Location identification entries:
----
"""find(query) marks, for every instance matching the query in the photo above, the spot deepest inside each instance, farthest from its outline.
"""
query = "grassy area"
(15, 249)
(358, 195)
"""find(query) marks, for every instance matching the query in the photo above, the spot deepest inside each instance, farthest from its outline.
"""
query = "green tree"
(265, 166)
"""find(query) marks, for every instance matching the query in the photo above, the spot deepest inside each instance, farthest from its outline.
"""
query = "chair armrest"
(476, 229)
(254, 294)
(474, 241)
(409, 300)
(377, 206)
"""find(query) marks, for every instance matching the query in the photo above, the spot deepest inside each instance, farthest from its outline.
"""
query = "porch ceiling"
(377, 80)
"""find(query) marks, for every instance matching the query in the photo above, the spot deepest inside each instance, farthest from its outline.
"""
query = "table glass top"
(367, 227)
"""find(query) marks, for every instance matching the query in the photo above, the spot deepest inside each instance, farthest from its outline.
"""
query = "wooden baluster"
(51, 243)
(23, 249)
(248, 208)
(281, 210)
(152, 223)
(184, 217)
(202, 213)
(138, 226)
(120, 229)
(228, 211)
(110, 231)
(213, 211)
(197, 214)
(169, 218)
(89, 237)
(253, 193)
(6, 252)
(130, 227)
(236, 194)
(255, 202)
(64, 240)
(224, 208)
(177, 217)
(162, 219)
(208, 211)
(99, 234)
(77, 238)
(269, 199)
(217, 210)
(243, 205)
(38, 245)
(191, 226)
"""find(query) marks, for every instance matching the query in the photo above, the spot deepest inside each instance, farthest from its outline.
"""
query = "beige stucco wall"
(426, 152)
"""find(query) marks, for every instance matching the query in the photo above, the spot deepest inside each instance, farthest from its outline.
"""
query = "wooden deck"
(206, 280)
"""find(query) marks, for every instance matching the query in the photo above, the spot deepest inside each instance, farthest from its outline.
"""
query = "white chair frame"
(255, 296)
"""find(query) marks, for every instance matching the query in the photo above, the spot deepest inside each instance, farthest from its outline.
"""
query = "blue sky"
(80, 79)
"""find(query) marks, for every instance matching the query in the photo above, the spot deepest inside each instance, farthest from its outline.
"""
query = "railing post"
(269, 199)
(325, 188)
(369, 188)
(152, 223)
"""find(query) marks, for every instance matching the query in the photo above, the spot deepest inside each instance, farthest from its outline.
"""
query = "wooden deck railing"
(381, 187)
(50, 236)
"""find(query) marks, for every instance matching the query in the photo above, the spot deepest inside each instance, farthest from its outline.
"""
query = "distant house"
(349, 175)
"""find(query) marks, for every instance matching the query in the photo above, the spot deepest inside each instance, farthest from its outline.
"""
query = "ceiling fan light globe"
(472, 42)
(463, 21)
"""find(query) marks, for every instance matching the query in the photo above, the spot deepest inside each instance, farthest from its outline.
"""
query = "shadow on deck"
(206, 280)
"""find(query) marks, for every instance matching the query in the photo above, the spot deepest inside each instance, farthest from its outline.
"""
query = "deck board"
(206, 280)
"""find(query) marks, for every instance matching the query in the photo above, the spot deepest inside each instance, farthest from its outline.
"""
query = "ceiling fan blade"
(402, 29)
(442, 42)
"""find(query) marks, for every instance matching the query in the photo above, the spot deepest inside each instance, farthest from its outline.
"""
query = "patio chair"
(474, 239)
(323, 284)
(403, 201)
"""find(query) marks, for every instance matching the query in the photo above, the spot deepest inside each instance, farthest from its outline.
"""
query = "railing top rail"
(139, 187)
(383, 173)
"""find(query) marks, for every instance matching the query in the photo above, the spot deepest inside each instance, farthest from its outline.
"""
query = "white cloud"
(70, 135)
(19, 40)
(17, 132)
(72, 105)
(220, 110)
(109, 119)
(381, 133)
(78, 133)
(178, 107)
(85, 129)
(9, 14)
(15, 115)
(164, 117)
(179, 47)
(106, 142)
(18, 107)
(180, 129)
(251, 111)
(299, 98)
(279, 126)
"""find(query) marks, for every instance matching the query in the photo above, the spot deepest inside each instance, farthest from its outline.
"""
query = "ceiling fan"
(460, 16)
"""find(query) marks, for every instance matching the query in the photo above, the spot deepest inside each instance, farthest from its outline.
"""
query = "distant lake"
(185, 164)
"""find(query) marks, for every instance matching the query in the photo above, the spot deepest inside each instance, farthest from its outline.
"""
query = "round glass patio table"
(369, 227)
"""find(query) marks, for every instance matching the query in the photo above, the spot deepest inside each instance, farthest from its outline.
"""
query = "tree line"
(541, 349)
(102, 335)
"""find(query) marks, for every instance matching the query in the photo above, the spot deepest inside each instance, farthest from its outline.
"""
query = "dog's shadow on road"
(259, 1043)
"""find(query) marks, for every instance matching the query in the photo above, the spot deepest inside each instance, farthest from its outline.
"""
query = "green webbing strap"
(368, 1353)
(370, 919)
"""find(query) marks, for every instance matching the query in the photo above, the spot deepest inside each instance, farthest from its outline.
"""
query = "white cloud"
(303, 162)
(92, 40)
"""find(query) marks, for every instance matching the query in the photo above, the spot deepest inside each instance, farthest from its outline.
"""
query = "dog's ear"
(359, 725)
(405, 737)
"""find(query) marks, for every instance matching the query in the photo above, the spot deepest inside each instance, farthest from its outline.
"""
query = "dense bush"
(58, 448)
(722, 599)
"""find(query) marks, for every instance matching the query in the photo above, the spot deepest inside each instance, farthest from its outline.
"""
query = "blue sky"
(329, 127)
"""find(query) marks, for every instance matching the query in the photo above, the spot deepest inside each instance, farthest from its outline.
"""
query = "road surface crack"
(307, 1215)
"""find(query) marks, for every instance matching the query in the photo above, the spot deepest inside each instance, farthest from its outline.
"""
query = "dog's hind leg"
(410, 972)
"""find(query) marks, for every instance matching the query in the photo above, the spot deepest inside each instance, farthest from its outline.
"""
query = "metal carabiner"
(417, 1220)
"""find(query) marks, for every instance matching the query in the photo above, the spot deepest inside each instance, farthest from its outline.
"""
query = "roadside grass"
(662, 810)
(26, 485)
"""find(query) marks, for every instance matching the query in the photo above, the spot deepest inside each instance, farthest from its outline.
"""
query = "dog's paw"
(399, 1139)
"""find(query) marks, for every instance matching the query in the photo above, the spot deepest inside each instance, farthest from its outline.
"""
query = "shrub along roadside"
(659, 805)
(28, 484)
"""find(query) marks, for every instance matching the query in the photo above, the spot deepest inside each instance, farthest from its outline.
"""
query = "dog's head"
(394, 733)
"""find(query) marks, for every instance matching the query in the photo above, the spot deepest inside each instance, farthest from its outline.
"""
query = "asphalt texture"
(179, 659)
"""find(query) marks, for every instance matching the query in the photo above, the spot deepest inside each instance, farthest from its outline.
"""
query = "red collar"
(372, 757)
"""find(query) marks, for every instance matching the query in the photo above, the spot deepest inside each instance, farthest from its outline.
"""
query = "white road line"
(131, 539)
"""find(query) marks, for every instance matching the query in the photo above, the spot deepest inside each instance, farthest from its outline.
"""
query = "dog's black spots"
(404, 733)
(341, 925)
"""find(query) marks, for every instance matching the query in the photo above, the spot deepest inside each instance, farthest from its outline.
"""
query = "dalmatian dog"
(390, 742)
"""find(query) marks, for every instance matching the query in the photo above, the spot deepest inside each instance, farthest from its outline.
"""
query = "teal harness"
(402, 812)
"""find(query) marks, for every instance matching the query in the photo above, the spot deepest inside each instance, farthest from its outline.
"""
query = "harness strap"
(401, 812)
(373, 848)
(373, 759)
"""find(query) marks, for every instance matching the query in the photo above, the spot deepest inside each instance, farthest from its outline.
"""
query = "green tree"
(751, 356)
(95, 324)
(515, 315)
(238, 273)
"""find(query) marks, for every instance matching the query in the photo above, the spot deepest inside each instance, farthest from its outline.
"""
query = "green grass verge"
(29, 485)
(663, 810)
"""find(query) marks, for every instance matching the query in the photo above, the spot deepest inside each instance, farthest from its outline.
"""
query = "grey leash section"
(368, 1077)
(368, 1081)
----
WHAT TO DO: State how many of the lines above contain the word "patio", treating uppercase and lowercase as different. Give only the number.

ANSWER TO THIS PROBLEM: 2